SUPPLIED DATA:
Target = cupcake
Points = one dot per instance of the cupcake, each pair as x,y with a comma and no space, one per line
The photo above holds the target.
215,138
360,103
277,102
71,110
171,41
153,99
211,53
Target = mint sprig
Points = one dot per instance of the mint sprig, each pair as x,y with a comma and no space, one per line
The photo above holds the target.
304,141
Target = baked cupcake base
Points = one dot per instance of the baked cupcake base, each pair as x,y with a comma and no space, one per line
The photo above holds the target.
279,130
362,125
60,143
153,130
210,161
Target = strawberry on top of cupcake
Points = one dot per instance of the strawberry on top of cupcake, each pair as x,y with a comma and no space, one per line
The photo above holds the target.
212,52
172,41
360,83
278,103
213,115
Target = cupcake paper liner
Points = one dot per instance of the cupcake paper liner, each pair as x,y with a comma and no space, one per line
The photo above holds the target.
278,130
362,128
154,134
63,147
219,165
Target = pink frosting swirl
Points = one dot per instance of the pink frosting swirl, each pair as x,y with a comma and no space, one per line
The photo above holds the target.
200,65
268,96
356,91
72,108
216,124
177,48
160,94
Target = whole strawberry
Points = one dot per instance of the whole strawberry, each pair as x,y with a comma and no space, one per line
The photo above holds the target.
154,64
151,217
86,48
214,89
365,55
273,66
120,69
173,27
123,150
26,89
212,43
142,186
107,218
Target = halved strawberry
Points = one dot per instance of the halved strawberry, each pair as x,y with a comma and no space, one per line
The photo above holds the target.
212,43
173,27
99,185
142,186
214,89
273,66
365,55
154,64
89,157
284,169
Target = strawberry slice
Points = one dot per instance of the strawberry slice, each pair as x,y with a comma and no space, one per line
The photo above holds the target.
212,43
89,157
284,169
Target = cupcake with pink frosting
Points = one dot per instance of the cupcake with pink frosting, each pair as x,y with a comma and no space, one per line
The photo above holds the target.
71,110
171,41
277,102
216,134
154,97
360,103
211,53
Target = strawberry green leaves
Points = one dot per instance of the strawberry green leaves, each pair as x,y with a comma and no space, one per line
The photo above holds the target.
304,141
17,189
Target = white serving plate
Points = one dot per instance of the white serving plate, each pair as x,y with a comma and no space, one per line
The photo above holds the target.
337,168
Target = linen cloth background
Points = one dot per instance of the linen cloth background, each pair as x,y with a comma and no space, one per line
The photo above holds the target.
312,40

DO THIS: Write out the data exactly as it stands.

OUTPUT OF THE EXERCISE:
Target = cupcake
Points = one dot per instance of the cupcake, each pair as x,y with a comma and no space, one per line
The photo above holds the target.
215,138
360,103
277,102
71,110
171,41
153,99
211,53
Target = mint sprig
Points = one dot per instance of the mint sprig, each pair as x,y with a comma and no space, one per line
The photo above holds the target.
304,141
Target = baked cupcake base
Points = one dot per instance of the baked cupcake base, each pair as x,y with a comma and no space, one per line
The photo above holds the target.
279,130
362,125
60,143
153,130
210,161
Target = strawberry on top of cupcake
Points = one dot per instance of the strawberry on top of cupcake, each pair as x,y with a comma and no space, one per line
The photo above holds the target.
212,52
172,41
360,83
278,103
213,115
Target = cupcake paper liner
Points = one dot per instance of the cupcake paper liner, each pair as x,y with a comma and no space, one per line
The photo above holds the target.
278,130
362,128
154,134
63,147
219,165
Target = pink frosting swirl
Points = one dot per instance of the pink frosting swirl, each pair as x,y with a comma and no space, one per line
The photo above holds the target.
200,65
268,96
356,91
72,108
216,124
177,48
160,94
Target = whole strawberry
Points = one dot per instance of the whole strawberry, each pair as x,y with a comma and no space, one per line
The photo above holds the target.
154,64
151,217
86,48
214,89
365,55
273,66
120,69
173,27
123,150
26,89
212,43
142,186
107,218
Target = halved strawberry
Points = one dot per instance of the halved strawberry, each pair as x,y with a comma and no space, one per line
The photo above holds the target.
212,43
173,27
99,185
142,186
214,89
273,66
365,55
154,64
89,157
284,169
Target = strawberry slice
Points = one dot per instance of the strawberry slice, each pair as x,y with a comma and no space, one per line
The photo above holds the target.
212,43
89,157
284,169
Target = cupcake with pink frosting
Points = one dot per instance of the cupcake with pink frosting, each pair as x,y with a comma and no space, one per line
The photo above holds the target.
71,110
171,41
277,102
216,134
154,97
360,103
211,53
Target = strawberry green leaves
Points = one dot per instance of the strawberry green leaves, each pair as x,y with a comma and no space, one per line
The photo above holds the target.
304,141
17,189
Target = white serving plate
Points = one dot per instance of the white serving plate, each pair as x,y with a comma and no space, one per line
The photo above holds the target.
337,168
Target = linen cloth background
Points = one dot per instance of the linen cloth background, each pair as x,y with a comma and no space, one per line
The photo above holds the target.
312,40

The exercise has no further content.